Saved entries
---

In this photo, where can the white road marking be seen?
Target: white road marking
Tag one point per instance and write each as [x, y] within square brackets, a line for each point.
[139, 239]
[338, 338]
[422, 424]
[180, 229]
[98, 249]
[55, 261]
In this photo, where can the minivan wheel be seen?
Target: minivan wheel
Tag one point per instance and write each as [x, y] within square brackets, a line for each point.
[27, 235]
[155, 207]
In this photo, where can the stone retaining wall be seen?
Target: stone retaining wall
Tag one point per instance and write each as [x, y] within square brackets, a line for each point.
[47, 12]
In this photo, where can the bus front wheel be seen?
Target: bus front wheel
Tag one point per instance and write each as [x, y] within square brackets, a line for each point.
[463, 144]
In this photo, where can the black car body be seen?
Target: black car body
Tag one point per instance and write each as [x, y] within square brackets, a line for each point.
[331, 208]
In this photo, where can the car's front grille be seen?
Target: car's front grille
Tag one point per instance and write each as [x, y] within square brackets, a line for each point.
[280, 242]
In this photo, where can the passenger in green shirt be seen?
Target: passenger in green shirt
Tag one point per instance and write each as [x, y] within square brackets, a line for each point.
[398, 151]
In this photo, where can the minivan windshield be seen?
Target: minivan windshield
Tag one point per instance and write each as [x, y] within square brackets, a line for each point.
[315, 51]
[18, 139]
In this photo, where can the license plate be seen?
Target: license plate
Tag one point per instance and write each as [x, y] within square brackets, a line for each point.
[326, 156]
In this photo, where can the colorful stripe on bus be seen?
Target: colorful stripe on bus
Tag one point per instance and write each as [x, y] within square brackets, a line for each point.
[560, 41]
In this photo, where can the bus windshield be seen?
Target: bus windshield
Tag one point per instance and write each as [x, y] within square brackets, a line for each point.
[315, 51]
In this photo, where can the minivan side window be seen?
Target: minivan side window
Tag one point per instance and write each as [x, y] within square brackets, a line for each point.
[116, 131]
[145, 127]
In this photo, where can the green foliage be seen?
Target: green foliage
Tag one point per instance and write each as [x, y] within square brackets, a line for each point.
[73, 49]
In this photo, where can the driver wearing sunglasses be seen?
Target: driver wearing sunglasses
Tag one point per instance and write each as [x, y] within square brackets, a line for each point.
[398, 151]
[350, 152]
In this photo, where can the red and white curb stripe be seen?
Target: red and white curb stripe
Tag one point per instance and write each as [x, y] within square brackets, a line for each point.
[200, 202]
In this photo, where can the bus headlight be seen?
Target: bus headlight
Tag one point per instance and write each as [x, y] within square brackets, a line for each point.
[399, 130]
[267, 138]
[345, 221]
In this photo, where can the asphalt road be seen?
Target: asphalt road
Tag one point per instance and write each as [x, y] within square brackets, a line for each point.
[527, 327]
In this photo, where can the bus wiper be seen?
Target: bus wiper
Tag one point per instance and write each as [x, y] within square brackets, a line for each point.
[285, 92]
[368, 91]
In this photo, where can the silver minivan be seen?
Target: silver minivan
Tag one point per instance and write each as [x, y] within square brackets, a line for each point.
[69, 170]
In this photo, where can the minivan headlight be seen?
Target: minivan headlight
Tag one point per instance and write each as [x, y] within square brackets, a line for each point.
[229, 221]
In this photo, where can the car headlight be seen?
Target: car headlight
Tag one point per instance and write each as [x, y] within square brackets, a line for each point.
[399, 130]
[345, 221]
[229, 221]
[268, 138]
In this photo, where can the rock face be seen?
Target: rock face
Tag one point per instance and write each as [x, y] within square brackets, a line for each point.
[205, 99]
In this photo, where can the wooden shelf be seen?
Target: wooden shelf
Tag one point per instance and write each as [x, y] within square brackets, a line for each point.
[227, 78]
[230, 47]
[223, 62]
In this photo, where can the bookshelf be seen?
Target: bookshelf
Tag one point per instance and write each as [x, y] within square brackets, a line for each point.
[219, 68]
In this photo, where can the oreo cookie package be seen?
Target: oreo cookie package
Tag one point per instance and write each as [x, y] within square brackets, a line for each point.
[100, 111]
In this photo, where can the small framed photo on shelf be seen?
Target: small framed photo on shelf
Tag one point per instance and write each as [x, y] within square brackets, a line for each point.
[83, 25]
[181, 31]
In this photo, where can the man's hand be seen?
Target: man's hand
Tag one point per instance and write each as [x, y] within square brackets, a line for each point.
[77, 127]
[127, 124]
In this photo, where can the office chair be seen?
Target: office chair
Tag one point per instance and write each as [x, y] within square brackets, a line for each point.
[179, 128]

---

Could you please reproduce each record exactly, leaving nothing out?

• [Problem solution]
In this photo, where can the white road marking be seen?
Target: white road marking
Tag one point per instance and write each as [x, y] within square brackets, a line for each point.
[139, 239]
[338, 338]
[422, 424]
[180, 229]
[98, 249]
[55, 261]
In this photo, where can the minivan wheel be seen?
Target: minivan wheel
Tag one point per instance and write each as [x, y] within square brackets, a line for each point.
[27, 235]
[155, 207]
In this photo, where can the stone retaining wall be seen?
Target: stone retaining wall
Tag one point per instance and write each as [x, y] within square brackets, a line for each point.
[47, 12]
In this photo, where can the bus front wheel be seen?
Target: bus front wheel
Tag one point per instance and write each as [x, y] within square brackets, a line for each point.
[463, 144]
In this photo, where can the black car body be seen?
Target: black car body
Tag one point per instance and write each as [x, y] within square brackets, a line for each point.
[331, 208]
In this photo, where can the car's front grille be seen?
Target: car's front grille
Tag one point per instance and write each as [x, y] within square brackets, a line for each point.
[280, 242]
In this photo, where can the passenger in green shirt be seen?
Target: passenger in green shirt
Tag one point per instance and write each as [x, y] within square brackets, a line for each point.
[398, 151]
In this photo, where can the minivan windshield be seen?
Target: minivan windshield
Tag one point per instance and write each as [x, y] within square brackets, a line for each point.
[315, 51]
[18, 139]
In this photo, where can the license plate be seen?
Target: license plate
Tag one point per instance and write each as [x, y] within square brackets, a line for each point.
[326, 156]
In this photo, where can the colorful stripe on bus be seen?
Target: colorful stripe on bus
Tag one point per instance and write each as [x, y] within square brackets, a line for each point.
[560, 41]
In this photo, where can the bus windshield be seen?
Target: bus windshield
Tag one point per instance and write each as [x, y] within square brackets, a line for each point.
[315, 51]
In this photo, where can the minivan side window be seen?
Target: minivan side window
Tag one point per instance and write each as [x, y] within square brackets, a line for each point.
[116, 131]
[145, 127]
In this photo, where can the green foliage be seen?
Target: green foliage
Tag one point per instance and write each as [x, y] within square brackets, a line for each point.
[73, 49]
In this photo, where can the driver wearing sunglasses be seen?
Target: driver wearing sunglasses
Tag one point per instance and write each as [x, y] within square brackets, a line for each point.
[398, 151]
[350, 152]
In this photo, where can the red and white curb stripe be seen?
Target: red and white curb stripe
Tag one point per instance and write each as [x, y] within square brackets, a line for each point.
[200, 202]
In this photo, where can the bus headlight be seen?
Target: bus headlight
Tag one point per instance and write each as [x, y] within square brackets, a line for each point.
[399, 130]
[267, 138]
[345, 221]
In this photo, where can the asphalt road be seen?
Target: asphalt road
Tag one point per instance and write each as [x, y] within square brackets, a line for each point.
[527, 327]
In this photo, where can the bus wiper be seen?
Target: bus wiper
Tag one point per instance and write each as [x, y] within square brackets, a line for each point.
[285, 92]
[368, 91]
In this photo, where can the silver minivan be seen?
Target: silver minivan
Tag one point per instance and write each as [x, y] within square brackets, a line for each point.
[69, 170]
In this photo, where can the minivan headlight be seen?
Target: minivan headlight
Tag one point per instance and write each as [x, y] within square brackets, a line for each point.
[229, 221]
In this photo, where can the car headlight be seen?
Target: car headlight
Tag one point per instance and write each as [x, y] within square brackets, a line for each point.
[399, 130]
[345, 221]
[229, 221]
[268, 138]
In this photo, where can the rock face be seen?
Target: rock face
Tag one point per instance and write each as [x, y] within square brackets, a line for each point.
[205, 99]
In this photo, where can the wooden shelf be seen?
Target: wooden shelf
Tag one point per instance and write each as [x, y] within square brackets, a line for each point.
[227, 78]
[230, 47]
[223, 62]
In this photo, where can the bookshelf be seen?
Target: bookshelf
Tag one point per instance and write each as [x, y] within square brackets, a line for each point.
[219, 68]
In this photo, where can the oreo cookie package be seen?
Target: oreo cookie package
Tag one point per instance and write each as [x, y] within square brackets, a line for each point.
[100, 111]
In this photo, where can the small framed photo on shelf be seen?
Target: small framed photo on shelf
Tag one point per instance and write each as [x, y] within square brackets, a line for each point.
[83, 25]
[181, 31]
In this photo, where can the man's hand be seen?
Target: man's hand
Tag one point per instance and write each as [x, y] within square brackets, a line for each point.
[77, 127]
[127, 124]
In this photo, where can the office chair be seen?
Target: office chair
Tag one point per instance and write each as [x, y] within square brackets, a line for each point.
[179, 128]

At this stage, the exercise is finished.